- Problem requirements: Copy out the lines below word for word, starting with the line that contains "Q: In the image above, where is the tree" and ending with the line that contains "613, 421, 797]]", both included.

Dataset rows:

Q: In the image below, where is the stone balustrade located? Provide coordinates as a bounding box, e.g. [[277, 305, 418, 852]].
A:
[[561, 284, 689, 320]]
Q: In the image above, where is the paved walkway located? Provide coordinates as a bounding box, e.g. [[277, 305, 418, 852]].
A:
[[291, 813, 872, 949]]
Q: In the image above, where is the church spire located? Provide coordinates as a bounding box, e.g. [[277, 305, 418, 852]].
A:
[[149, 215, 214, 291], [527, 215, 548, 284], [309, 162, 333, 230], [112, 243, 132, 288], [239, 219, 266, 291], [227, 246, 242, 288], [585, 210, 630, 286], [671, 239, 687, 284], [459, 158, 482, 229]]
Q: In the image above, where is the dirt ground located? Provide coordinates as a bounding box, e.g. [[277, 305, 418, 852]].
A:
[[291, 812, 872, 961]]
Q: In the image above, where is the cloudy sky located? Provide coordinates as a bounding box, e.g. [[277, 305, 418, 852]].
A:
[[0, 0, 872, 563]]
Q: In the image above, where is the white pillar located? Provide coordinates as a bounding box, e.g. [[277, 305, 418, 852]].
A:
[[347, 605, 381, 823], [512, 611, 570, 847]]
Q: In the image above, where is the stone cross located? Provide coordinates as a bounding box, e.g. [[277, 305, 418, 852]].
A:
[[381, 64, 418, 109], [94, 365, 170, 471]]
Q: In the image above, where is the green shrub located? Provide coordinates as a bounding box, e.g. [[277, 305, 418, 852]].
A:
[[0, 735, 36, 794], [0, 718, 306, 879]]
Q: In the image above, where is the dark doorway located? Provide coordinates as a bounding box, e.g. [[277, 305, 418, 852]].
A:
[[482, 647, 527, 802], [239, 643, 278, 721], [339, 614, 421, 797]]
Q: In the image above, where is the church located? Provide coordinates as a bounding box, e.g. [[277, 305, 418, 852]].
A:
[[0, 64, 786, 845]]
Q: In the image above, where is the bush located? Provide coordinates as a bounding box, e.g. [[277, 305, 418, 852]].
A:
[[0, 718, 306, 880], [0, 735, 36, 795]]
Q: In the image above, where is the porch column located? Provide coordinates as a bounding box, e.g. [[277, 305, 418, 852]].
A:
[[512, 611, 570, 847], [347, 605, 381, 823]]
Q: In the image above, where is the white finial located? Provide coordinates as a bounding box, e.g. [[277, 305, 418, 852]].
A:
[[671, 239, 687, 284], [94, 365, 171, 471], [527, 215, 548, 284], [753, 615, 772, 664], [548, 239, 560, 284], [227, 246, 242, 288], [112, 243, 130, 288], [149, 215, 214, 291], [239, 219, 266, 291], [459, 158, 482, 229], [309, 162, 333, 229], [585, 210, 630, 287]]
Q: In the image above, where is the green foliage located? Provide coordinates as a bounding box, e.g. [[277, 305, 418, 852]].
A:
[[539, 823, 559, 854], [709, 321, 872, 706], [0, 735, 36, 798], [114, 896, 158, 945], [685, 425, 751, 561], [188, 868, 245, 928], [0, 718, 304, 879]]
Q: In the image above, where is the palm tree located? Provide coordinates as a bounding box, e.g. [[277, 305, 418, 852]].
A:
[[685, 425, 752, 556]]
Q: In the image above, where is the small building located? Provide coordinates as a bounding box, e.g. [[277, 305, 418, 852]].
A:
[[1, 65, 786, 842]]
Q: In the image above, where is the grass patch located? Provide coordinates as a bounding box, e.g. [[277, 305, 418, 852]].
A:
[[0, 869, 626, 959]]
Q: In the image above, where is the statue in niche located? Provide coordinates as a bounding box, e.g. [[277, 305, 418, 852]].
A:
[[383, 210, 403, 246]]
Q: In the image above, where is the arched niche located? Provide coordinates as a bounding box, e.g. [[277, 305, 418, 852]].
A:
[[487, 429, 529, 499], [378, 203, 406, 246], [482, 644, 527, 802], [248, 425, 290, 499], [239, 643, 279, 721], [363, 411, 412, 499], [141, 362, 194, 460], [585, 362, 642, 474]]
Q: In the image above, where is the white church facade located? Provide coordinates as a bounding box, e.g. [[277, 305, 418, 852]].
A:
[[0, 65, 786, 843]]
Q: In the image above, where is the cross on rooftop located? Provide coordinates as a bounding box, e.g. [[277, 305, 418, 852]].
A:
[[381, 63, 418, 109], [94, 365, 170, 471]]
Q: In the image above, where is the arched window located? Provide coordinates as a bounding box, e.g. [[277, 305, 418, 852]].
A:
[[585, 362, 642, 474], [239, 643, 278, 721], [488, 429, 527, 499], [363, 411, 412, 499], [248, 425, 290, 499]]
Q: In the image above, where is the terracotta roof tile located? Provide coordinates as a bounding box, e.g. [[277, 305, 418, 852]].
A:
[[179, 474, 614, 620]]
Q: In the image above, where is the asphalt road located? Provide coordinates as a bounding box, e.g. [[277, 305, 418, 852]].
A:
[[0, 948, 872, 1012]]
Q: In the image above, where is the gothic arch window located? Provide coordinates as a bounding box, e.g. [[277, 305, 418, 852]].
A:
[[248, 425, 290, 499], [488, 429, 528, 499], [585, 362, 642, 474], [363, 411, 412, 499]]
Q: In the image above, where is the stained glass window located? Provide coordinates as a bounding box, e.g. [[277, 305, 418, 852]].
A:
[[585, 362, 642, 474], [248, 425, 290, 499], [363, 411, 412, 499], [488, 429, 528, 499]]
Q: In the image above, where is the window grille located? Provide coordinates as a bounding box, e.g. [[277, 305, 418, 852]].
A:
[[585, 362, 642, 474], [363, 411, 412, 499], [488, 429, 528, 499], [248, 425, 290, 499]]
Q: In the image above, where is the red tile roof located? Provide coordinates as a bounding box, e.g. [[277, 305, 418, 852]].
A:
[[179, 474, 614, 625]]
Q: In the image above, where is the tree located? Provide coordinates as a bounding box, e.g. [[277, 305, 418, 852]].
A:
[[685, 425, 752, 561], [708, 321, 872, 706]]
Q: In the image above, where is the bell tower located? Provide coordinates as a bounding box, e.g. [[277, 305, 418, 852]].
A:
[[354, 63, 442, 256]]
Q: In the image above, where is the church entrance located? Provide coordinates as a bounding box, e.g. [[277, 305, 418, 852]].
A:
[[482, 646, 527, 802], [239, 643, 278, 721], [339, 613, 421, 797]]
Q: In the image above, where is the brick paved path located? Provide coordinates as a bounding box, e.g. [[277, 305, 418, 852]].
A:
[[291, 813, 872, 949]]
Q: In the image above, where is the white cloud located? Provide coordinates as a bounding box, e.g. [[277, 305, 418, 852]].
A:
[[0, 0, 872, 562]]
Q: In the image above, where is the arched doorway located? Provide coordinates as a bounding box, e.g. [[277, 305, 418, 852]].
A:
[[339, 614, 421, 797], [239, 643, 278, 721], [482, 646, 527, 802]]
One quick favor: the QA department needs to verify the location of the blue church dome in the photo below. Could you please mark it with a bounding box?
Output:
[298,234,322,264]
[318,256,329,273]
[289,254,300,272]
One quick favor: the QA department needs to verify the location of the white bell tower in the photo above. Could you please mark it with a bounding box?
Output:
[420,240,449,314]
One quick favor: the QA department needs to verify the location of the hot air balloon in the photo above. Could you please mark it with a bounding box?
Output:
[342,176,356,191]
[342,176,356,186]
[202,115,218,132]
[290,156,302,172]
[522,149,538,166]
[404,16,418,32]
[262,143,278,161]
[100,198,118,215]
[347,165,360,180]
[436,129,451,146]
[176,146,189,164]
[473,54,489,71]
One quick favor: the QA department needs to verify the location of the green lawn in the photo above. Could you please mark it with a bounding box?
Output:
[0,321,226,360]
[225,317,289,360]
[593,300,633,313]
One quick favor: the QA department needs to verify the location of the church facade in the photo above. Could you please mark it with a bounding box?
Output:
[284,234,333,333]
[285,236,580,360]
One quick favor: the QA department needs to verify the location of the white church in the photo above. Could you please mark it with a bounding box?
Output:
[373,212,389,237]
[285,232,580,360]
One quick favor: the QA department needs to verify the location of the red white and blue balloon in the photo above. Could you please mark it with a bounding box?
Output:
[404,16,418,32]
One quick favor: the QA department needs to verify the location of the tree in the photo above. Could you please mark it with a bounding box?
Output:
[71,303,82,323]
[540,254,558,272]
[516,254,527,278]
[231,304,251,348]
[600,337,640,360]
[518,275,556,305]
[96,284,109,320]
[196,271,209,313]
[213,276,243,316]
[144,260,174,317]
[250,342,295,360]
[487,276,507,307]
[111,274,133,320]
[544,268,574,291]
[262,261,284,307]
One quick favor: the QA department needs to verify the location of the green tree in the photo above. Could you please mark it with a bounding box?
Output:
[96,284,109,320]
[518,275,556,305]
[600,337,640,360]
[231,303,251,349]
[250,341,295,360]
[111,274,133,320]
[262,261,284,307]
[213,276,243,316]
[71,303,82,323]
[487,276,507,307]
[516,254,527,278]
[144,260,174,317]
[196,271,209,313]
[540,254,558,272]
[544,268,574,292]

- Result for this exercise:
Q: In the image above, where is the tree located? Provide coordinates as a bounding box, e.g. [[277, 305, 418, 852]].
A:
[[685, 425, 752, 561], [708, 321, 872, 706]]
Q: In the image above, where is the bell tower located? Provide coordinates as a bounding box, e.g. [[277, 305, 418, 852]].
A:
[[354, 63, 442, 256]]
Q: In the image above, where is the church entrance located? Provide coordinates as a bounding box, e.g. [[277, 305, 418, 852]].
A:
[[482, 646, 527, 802], [239, 643, 278, 721], [339, 613, 421, 797]]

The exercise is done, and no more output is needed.